[TASK LIST]:
a) According to the Doom on nRF5340 write-up, how much internal RAM does the nRF5340 application core have?
b) Which hardware and software components did the team use to load the game's WAD file, according to the Doom on nRF5340 write-up?
c) Can you extend the Doom on nRF5340 write-up, picking up right after its final code listing?

Doom on nRF5340

Doom on nRF5340

During the development of nRF5340 - a chip that may power your next headphones or gaming mouse - an important question came up: can it run the classic game Doom? A fully functional version of the game, with little to no compromises? To run smoothly, Doom required an Intel 486 processor running at 66MHz. The application processor of the nRF5340 can run at 128MHz, the multiplier is single-cycle and access to most of RAM and NVM is single-cycle (with cache enabled). So we should have more than enough processing power. But Doom required 8MB of RAM. The nRF5340 application core has only 512kB of internal RAM. It could be a challenge.

Despite the idea that Doom runs on everything, it's surprisingly hard to find an uncompromising yet minimal port of Doom targeted at memory constrained devices. It looked like we'd have to do most of that work ourselves.

First Steps

The first question was how to load the game data. All of the data necessary to play Doom is stored in a file called a WAD file. We copied this file to a microSD card, put it in an SD card breakout board, hooked it up to the nRF5340 and used the block device library in the nRF SDK to access the file. This part was easy.

Reducing RAM Requirements

Now we had to get the game to fit in less than 512kB of RAM. The lowest hanging fruit was to move data from RAM to flash NVM. In various parts of the game there are tables containing static information.

state_t	states[NUMSTATES] = {
    {SPR_TROO,0,-1,{NULL},S_NULL,0,0},	// S_NULL
    {SPR_SHTG,4,0,{A_Light0},S_NULL,0,0},	// S_LIGHTDONE
    ...

We just mark the data as "const" and the compiler takes care of keeping the data in flash memory. This memory can be accessed relatively quickly, especially with the cache enabled, so it shouldn't affect performance.

const state_t	states[NUMSTATES] = {
    {SPR_TROO,0,-1,{NULL},S_NULL,0,0},	// S_NULL
    {SPR_SHTG,4,0,{A_Light0},S_NULL,0,0},	// S_LIGHTDONE
    ...

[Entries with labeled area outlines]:
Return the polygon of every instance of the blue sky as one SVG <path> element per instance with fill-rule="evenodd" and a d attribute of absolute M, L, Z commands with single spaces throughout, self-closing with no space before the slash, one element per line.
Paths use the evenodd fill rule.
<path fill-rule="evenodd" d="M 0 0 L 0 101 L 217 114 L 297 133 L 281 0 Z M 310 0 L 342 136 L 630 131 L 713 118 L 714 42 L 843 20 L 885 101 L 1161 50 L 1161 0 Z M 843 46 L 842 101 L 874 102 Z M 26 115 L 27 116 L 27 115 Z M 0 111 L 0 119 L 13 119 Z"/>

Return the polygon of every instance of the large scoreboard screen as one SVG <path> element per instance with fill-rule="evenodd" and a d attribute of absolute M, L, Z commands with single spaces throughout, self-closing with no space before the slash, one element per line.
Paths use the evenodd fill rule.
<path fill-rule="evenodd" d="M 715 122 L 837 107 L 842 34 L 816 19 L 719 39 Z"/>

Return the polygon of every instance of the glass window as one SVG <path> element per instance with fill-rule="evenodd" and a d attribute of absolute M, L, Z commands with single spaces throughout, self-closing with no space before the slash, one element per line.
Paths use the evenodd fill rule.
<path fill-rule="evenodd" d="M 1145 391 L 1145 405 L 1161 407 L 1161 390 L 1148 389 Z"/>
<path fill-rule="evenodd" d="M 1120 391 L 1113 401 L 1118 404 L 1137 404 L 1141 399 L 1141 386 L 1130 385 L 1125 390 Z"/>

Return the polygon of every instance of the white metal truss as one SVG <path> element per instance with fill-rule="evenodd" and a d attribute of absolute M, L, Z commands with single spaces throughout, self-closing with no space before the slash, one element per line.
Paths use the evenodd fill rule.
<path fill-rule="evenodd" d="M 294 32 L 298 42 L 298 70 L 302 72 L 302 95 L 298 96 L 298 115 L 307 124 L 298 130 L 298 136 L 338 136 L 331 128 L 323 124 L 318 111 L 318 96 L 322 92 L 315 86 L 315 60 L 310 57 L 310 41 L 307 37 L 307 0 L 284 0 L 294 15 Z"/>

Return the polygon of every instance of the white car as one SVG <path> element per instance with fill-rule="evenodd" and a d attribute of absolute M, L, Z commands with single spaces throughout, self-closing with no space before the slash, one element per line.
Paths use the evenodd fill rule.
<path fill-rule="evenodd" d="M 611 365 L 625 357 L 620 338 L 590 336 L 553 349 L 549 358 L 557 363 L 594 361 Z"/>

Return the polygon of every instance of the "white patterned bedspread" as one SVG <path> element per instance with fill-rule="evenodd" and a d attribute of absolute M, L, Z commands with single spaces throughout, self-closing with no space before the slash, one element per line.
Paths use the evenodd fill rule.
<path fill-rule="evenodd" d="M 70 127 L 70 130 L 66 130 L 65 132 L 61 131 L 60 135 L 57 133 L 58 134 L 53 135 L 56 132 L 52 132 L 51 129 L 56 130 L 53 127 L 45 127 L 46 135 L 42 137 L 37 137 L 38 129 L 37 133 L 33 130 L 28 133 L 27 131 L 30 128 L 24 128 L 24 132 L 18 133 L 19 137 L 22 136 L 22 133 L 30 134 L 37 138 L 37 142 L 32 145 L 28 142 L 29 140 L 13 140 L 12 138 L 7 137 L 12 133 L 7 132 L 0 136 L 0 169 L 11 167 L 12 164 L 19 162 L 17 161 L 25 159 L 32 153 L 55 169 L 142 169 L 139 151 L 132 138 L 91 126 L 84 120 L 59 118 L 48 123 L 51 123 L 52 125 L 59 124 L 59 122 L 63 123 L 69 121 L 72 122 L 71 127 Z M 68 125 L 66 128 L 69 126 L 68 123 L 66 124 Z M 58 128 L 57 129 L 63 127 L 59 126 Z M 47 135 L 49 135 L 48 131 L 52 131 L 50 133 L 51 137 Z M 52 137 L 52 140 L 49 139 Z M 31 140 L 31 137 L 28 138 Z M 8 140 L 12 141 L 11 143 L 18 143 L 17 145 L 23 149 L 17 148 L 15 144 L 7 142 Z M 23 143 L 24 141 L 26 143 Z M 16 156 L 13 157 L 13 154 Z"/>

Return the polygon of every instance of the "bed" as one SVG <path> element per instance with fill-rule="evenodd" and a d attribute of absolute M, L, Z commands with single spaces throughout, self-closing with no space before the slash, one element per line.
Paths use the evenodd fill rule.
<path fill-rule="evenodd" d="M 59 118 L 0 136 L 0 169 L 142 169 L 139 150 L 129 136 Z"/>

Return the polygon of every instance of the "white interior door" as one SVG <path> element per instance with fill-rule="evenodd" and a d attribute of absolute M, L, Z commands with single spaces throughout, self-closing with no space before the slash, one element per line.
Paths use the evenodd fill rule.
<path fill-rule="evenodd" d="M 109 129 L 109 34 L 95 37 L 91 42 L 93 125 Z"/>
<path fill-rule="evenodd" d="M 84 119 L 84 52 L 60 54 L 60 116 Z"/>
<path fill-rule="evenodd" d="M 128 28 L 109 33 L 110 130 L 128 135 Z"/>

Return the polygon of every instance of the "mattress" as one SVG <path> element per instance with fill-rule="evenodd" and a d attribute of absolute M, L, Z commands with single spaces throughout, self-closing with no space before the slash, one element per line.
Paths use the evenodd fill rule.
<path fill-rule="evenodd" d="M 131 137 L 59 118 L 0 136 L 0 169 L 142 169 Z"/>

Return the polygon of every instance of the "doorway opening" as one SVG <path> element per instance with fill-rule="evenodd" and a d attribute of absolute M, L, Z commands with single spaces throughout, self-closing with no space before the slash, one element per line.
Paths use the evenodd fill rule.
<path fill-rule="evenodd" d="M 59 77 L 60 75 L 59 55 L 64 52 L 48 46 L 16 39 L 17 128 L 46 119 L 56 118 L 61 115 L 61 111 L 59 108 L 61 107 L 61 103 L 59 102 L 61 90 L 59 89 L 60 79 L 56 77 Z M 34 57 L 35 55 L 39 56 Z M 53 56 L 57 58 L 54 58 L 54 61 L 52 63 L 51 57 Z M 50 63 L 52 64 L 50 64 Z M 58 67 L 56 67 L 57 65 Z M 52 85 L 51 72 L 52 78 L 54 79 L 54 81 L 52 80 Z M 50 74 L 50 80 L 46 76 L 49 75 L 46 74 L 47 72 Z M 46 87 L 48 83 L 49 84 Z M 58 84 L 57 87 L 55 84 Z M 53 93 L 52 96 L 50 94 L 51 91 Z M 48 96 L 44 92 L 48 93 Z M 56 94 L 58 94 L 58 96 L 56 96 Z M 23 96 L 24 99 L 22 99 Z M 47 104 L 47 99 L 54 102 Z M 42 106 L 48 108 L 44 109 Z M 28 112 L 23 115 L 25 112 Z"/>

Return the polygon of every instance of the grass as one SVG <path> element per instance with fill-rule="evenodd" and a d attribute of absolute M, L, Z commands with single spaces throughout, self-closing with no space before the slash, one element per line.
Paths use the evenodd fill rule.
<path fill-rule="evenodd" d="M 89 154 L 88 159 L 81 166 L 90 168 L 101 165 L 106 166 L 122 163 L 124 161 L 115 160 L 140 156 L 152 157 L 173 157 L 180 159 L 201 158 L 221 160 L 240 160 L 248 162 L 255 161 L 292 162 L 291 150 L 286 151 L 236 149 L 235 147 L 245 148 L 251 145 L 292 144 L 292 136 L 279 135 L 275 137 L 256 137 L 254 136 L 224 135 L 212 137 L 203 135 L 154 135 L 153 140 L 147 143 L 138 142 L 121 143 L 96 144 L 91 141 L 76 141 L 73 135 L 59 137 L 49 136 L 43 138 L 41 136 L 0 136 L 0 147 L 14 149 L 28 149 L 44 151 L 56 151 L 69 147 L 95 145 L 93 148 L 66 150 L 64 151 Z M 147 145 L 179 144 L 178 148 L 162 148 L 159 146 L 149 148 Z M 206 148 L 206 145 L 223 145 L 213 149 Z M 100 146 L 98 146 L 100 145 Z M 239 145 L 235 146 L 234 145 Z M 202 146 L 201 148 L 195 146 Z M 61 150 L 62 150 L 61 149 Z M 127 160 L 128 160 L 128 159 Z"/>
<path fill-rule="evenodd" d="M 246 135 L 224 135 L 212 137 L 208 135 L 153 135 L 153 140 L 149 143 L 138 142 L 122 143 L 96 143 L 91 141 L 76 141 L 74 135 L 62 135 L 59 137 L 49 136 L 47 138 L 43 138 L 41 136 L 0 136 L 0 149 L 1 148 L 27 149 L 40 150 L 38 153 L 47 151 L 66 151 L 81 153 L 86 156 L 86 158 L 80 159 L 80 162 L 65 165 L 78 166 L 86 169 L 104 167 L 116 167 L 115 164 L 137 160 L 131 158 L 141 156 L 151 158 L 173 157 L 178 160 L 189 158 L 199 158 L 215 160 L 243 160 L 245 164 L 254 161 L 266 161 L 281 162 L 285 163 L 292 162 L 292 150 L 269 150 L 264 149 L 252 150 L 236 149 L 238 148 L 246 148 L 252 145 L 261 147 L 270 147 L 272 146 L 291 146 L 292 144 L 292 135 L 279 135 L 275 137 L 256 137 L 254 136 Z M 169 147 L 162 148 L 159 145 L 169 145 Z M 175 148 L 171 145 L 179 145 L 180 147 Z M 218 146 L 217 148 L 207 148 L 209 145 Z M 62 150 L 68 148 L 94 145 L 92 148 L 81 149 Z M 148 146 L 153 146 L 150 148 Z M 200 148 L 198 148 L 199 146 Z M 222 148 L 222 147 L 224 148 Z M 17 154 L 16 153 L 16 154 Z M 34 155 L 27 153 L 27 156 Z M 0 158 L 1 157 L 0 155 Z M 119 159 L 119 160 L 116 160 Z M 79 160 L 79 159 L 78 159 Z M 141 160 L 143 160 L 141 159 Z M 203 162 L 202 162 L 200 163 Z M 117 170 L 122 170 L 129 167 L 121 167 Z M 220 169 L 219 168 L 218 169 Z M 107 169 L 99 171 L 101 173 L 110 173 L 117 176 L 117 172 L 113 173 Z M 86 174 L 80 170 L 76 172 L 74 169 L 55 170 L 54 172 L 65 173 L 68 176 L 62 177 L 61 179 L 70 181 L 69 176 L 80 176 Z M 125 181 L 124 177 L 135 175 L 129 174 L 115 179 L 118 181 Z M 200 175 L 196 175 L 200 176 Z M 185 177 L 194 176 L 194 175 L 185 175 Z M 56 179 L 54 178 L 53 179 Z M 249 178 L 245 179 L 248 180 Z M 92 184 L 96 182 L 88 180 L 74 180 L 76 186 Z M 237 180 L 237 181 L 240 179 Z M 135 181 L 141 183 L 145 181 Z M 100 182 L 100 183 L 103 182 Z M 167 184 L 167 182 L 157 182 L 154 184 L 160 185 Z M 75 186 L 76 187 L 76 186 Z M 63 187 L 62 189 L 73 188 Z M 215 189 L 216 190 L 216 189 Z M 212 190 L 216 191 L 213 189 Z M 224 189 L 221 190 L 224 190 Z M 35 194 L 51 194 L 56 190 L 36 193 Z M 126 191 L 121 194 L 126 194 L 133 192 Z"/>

[WRITTEN RESPONSES]:
a) 512kB

b)
- microSD card
- SD card breakout board
- nRF5340
- block device library in the nRF SDK

c)
To maximize the number of variables that could be constant, we removed the ability to configure various settings in the game, such as video resolution, key mappings and sound settings. Since we're locking the video resolution to the maximum supported by the game, we could also pre-generate a few lookup tables that depend on this resolution, and make this data constant as well.

The original Doom source code is heavily influenced by being more CPU-constrained than memory constrained. In several cases, computations are pre-calculated and stored in lookup tables. Since the nRF5340 is more RAM constrained than CPU constrained, this optimization can in some cases be reversed.

Another trick to reduce memory usage is to mark structs as packed. This will make it so fields in the struct is no longer aligned to word boundaries, which can in some cases make it slower to access the data. But that's a good trade-off for this project. A similar optimization is that many variables are often declared as "int" (32-bit) while the variable might never be higher than the value that can be stored in a 16 or 8-bit integer. In these cases the variable was changed to "short" or "int8_t"

Using Quad-SPI Memory

When Doom loads a level, it copies a lot of data from the WAD file to structures in memory. The data in the WAD files are stored in little-endian format. This is lucky for us, as the Cortex-M33 as configured in nRF5340 is little-endian as well. So maybe we can access the game data directly from the WAD file instead of copying it to RAM?

The first step is to copy the WAD file to the external 8MiB Quad-SPI flash memory chip on the nRF5340 Development Kit. This happens to be just about big enough to store the whole WAD for the shareware version of Doom. Once we've done that, we can access the data on this external memory directly through the execute in place (XIP) functionality. The memory is then cached by the cache component of the application core, making most data accesses to this external memory relatively fast, despite the moderate bandwidth of the Quad-SPI link.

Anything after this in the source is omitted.